# [WORK TASK 1]
Name the four materials that the numbered list of example reactions in the CVD chamber passage gives ways to deposit.
# [WORK TASK 2]
Quote the CVD chamber passage between "1. To deposit" and "in the film)", inclusive.

# [SOURCE PASSAGE]
A large CVD chamber may be of 6 ft long and 3 ft diameter.  In this,  a material may be deposited on a lot (i.e. a batch) of 25 wafers. The CVD chamber will have pipes and automatic valves to create vacuum and to supply desired gases at controlled rates. The material to be deposited (e.g. tungsten) will be in the form of a compound, in the gaseous form. The CVD chamber will also have facilities to heat the wafers in a controlled fashion. A simple schematic of a CVD chamber is given in Figure 3.16

Operation: 

First the wafers are kept in the chamber and the chamber is evacuated. Then the wafers will be heated to the desired temperature. Next the gases are supplied and they react only on the surface of the wafer and deposit the material. For example, let us assume that we want to deposit tungsten on the wafer. For this, a mixture of tungsten hexa fluoride, hydrogen and nitrogen  (all in gaseous form) will be supplied to the chamber at low pressure. The temperature of the wafer would be maintained between 150 to 300 oC. In the CVD technology, the phrase “high temperature” refers to 800+ oC and low temperature may refer to “less than 400 oC”. Very low temperature may refer to room temperature.In most of the CVD tools, all the chamber walls will be maintained at relatively lower temperature compared to the wafer.  Only the wafers would be heated. WF6 and  H2 will react only at high temperature. Hence the reaction will occur only on the wafer and not on the chamber walls. This type of CVD process is called low pressure CVD or LPCVD. Using this method many materials such as  W, Ti, TiN, Cu, SiO2, Si3N4, Si etc can be deposited on wafer. The side wall coverage will also be good. Some example reactions to deposit various materials are given below.

1. To deposit silicon 
            SiCl₄ + 2 H₂ → Si + 4 HCl
            SiH₄ → Si + 2H₂
2. To deposit poly silicon
            SiH₄ → Si + 2H₂
3. To deposit silicon di oxide
           SiH₄ + O₂ → SiO₂ + 2H₂
            SiH₄ + 2N₂O → SiO₂ + 2N₂ + 2H₂
            SiH₂Cl₂ + 2 N₂O → SiO₂ + 2N₂ + 2HCl
4. To deposit Silicon nitride

           3 SiCl₂H₂ + 4 NH₂ → Si₂N₂ + 6H₂+ 6 HCl
            SiH₂ +  NH₂ → Si_xN_yH_z+ H₂ (some hydrogen is incorporated in the film)

# [Stored data entries]
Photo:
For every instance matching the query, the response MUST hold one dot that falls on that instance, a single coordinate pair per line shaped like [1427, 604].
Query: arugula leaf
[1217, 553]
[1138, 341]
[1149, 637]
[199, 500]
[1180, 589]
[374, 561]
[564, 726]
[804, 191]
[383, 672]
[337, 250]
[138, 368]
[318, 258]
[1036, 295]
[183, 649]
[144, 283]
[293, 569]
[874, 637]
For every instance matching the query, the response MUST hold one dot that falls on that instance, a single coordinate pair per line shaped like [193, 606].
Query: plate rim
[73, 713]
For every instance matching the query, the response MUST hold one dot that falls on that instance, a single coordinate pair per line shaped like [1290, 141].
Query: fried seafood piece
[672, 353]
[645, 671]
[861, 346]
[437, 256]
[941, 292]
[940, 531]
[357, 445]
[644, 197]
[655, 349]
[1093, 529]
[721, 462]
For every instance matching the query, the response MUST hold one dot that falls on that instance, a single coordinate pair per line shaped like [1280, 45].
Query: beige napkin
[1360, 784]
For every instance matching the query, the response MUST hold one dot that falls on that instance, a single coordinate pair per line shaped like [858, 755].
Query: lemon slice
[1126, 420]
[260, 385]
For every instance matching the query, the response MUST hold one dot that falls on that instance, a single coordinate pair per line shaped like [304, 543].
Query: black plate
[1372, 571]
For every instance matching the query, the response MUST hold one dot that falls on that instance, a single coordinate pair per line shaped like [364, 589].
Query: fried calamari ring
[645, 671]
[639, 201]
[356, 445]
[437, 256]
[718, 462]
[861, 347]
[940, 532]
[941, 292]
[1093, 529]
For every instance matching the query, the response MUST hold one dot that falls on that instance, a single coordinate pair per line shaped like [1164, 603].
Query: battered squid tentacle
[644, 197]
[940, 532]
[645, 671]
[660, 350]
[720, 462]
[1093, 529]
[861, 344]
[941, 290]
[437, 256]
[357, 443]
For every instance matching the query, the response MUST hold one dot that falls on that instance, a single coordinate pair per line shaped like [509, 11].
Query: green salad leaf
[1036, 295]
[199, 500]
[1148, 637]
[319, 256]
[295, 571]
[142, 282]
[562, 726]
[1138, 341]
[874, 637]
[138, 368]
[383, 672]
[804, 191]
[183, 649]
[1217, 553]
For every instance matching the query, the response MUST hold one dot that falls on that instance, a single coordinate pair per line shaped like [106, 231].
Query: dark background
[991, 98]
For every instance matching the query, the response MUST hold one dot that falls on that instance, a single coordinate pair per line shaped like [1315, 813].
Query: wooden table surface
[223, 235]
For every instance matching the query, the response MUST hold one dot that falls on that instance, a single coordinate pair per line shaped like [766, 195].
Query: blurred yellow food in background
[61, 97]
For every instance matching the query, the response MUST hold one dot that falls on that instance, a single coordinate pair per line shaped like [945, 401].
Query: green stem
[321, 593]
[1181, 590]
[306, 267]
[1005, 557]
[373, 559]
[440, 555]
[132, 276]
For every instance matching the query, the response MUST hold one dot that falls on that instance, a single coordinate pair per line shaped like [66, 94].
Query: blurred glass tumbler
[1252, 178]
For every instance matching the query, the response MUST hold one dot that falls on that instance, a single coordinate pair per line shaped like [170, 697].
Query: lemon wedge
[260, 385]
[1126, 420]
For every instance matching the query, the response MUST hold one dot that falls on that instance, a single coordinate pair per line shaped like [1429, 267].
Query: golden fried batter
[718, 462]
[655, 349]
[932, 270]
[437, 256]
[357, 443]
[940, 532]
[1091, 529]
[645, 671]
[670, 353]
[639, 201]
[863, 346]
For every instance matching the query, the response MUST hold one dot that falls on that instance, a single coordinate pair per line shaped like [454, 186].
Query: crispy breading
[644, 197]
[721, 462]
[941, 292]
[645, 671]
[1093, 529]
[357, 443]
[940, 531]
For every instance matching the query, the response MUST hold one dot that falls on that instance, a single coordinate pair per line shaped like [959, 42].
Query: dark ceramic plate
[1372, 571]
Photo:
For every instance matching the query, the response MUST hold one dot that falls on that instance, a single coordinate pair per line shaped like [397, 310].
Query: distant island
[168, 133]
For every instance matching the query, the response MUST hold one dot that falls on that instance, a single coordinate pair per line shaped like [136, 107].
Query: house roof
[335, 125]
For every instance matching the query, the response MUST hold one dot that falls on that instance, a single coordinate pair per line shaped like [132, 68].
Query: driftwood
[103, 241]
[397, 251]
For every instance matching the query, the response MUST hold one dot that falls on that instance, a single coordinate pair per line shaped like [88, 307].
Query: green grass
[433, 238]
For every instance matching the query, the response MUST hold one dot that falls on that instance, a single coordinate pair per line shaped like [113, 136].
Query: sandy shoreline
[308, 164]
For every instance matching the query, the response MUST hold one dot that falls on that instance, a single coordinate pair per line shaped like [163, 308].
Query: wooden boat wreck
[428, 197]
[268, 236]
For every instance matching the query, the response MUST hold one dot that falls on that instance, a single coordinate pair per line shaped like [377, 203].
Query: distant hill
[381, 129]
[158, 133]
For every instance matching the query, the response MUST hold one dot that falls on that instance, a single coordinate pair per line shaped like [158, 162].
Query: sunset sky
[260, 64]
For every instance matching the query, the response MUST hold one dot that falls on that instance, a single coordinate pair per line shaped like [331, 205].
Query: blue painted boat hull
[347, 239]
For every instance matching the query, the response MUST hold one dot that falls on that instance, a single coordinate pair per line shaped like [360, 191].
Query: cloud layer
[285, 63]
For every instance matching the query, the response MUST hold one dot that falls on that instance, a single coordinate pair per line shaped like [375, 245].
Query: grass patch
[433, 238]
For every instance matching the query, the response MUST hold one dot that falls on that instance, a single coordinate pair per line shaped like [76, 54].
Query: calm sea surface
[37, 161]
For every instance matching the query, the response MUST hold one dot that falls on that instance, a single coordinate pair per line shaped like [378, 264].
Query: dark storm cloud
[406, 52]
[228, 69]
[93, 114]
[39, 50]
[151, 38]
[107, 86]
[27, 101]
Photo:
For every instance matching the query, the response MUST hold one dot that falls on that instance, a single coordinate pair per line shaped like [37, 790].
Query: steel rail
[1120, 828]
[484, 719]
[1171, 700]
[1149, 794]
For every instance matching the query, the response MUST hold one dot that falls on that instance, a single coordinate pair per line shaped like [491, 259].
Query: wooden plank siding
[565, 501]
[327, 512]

# [EXERCISE ANSWER 1]
silicon, poly silicon, silicon di oxide, Silicon nitride

# [EXERCISE ANSWER 2]
1. To deposit silicon 
            SiCl₄ + 2 H₂ → Si + 4 HCl
            SiH₄ → Si + 2H₂
2. To deposit poly silicon
            SiH₄ → Si + 2H₂
3. To deposit silicon di oxide
           SiH₄ + O₂ → SiO₂ + 2H₂
            SiH₄ + 2N₂O → SiO₂ + 2N₂ + 2H₂
            SiH₂Cl₂ + 2 N₂O → SiO₂ + 2N₂ + 2HCl
4. To deposit Silicon nitride

           3 SiCl₂H₂ + 4 NH₂ → Si₂N₂ + 6H₂+ 6 HCl
            SiH₂ +  NH₂ → Si_xN_yH_z+ H₂ (some hydrogen is incorporated in the film)